### SET PROBLEM
Repeat the records below word for word, starting with the line containing "Practice step: locate the letter" and ending with the line containing "x=344, y=956", both of those lines included.

Excerpts from a location annotation dataset:
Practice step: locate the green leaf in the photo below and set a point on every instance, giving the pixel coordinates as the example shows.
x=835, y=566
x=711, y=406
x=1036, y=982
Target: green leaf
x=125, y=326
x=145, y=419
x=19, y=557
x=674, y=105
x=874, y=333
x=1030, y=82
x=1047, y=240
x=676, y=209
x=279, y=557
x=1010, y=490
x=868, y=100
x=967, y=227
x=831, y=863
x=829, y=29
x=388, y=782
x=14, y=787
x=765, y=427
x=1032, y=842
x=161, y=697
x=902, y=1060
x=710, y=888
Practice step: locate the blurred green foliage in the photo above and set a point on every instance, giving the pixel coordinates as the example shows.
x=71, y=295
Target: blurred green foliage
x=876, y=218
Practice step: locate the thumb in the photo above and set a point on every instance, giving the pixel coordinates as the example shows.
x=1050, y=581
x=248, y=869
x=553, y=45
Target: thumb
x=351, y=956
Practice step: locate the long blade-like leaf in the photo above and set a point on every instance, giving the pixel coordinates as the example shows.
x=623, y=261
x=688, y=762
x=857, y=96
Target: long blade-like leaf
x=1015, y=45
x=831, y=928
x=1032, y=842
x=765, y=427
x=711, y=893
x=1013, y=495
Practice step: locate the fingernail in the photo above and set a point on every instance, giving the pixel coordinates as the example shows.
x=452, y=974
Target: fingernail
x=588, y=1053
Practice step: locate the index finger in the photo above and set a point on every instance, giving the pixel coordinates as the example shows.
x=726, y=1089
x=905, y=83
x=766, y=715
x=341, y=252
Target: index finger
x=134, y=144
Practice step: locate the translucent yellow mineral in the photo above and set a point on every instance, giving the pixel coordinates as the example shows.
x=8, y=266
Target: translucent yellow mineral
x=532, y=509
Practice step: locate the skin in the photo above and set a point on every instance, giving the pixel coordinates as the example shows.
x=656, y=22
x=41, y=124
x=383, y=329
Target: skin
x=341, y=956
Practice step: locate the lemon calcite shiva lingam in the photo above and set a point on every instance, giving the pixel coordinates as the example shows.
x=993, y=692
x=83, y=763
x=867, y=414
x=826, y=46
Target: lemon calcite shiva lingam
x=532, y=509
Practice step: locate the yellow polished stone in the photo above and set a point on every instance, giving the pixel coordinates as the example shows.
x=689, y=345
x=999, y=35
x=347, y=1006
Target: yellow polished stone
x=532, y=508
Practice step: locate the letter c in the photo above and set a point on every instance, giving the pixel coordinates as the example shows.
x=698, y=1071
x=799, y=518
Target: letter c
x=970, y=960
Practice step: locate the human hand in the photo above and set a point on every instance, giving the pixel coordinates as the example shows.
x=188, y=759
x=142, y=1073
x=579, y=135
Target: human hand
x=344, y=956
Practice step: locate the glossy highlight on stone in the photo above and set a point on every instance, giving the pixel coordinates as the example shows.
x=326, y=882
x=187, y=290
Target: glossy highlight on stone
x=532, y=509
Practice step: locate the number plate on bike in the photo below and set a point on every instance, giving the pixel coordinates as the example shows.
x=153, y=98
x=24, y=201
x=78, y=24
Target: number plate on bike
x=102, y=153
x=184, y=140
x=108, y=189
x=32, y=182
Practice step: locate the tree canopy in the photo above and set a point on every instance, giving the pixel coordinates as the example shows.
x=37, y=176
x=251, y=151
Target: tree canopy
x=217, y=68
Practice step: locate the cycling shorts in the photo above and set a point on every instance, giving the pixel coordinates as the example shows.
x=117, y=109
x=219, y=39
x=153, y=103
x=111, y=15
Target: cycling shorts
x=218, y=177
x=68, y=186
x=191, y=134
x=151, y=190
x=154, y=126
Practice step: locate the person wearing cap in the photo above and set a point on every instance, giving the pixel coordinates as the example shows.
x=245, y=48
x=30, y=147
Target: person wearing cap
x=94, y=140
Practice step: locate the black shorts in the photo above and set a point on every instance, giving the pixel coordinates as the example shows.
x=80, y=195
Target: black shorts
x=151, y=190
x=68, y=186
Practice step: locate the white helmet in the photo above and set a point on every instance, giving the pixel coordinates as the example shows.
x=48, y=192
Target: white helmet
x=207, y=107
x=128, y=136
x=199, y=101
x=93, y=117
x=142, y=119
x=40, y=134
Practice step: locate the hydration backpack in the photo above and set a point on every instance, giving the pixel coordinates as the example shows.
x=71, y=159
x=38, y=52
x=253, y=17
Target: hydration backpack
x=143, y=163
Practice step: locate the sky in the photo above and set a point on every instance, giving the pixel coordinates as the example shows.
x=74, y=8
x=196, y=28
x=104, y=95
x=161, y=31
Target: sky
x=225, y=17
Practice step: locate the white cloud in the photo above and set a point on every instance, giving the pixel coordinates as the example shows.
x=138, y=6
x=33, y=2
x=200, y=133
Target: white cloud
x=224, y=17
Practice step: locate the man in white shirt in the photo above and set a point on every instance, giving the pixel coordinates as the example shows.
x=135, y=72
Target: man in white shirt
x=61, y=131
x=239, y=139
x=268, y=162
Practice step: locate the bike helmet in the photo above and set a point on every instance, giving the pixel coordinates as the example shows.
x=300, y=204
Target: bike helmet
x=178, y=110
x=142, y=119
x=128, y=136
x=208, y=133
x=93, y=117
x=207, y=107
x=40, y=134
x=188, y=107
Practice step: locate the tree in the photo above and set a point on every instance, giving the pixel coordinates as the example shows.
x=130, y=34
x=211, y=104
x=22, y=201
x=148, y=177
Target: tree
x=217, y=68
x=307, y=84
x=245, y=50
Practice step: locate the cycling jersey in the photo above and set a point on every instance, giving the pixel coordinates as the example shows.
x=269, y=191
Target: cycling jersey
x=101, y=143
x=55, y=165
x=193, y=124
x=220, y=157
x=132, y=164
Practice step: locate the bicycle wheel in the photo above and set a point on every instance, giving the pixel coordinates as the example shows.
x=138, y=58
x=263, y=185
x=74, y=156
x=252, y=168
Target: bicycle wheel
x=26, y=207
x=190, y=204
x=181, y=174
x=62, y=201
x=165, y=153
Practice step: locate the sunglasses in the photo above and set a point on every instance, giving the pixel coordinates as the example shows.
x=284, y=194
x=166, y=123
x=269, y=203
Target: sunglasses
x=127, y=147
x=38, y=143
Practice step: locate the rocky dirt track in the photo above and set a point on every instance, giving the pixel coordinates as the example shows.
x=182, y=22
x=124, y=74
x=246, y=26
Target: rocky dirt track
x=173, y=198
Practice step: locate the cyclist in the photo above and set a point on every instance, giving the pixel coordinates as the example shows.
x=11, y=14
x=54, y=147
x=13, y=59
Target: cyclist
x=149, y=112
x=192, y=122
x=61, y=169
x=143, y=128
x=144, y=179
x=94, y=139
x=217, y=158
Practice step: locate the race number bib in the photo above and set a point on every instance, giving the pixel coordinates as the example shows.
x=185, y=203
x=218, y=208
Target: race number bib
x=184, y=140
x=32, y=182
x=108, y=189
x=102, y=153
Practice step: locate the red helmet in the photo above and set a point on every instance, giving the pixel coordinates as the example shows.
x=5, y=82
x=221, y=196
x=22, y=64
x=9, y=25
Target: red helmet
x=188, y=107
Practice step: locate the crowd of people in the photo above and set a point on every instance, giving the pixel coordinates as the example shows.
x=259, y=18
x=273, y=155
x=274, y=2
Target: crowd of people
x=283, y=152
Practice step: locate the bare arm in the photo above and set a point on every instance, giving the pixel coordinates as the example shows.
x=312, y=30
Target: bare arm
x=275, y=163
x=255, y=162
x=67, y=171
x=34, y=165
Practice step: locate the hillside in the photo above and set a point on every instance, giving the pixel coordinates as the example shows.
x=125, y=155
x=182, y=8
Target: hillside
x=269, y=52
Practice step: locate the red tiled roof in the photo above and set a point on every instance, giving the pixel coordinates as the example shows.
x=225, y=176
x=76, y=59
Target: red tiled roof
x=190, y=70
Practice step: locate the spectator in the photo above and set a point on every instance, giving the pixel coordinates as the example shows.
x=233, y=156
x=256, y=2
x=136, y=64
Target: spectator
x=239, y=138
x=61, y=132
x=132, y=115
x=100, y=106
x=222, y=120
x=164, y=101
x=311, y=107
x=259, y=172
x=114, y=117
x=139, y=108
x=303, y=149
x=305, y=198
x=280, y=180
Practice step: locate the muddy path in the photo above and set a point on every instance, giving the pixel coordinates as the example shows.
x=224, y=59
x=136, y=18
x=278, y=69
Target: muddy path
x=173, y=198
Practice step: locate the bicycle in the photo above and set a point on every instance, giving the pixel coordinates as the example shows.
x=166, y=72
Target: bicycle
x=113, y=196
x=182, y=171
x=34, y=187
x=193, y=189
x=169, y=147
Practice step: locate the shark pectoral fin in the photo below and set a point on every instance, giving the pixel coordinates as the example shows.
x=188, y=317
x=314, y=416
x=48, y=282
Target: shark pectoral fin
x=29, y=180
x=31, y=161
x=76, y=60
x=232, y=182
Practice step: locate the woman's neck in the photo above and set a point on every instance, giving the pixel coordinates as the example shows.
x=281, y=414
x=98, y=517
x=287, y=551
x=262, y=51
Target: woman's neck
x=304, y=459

### PROBLEM SOLUTION
Practice step: locate the letter c in the photo above and set a point on every instance, giving the pixel coordinates as the example shows.
x=698, y=1071
x=799, y=518
Target: letter c
x=970, y=960
Practice step: locate the human hand in the photo above and set a point on every instance, giving the pixel coordinates as the example shows.
x=188, y=759
x=142, y=1073
x=579, y=135
Target: human hand
x=344, y=956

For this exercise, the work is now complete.